>> begin Extract to read

Kathleen O'Connor Ives (born July 1977) is an American attorney and former Democratic politician from the Commonwealth of Massachusetts.

Career
In 2007, O'Connor Ives became a member of the Newburyport City Council.

In 2012, she was elected to Massachusetts Senate representing the 1st Essex District, which encompasses Amesbury, Haverhill, Merrimac, Newburyport, Methuen, Salisbury, and portions of North Andover. She won a competitive election, defeating former Methuen mayor Bill Manzi and Haverhill resident Tim Coco in the Democratic primary, and two Haverhill school committeemen- Republican Shaun Toohey and independent Paul Magliocchetti- in the general election.

In 2014, Ives ran for a second term. She handily dispatched Jessica Finnochiaro of Methuen in the Democratic primary, and bested Toohey in a rematch in the general election. Ives won a third term in 2016, beating Adele Martino of Haverhill in the primary and facing no general election opposition.

>> end Extract to read
>> begin Information shown

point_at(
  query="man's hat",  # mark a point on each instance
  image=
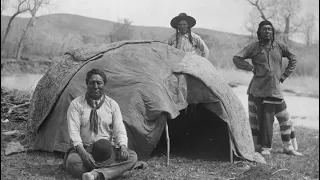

>> end Information shown

## Directions
Please carry on the Kathleen O'Connor Ives article above, picking up after its last sentence.

## In response
She chaired the Post Audit and Oversight Committee. In March 2018, she announced that she would not seek re-election.

Early life and education
Kathleen O'Connor Ives graduated from Mount Holyoke College, magna cum laude, in 1999 with her Bachelor of Arts in Environmental Politics and International Relations. She later received her Juris Doctor and Environmental Law Certificate, cum laude, from Pace University School of Law in 2007.

References

External links
Member Profile. Massachusetts General Court.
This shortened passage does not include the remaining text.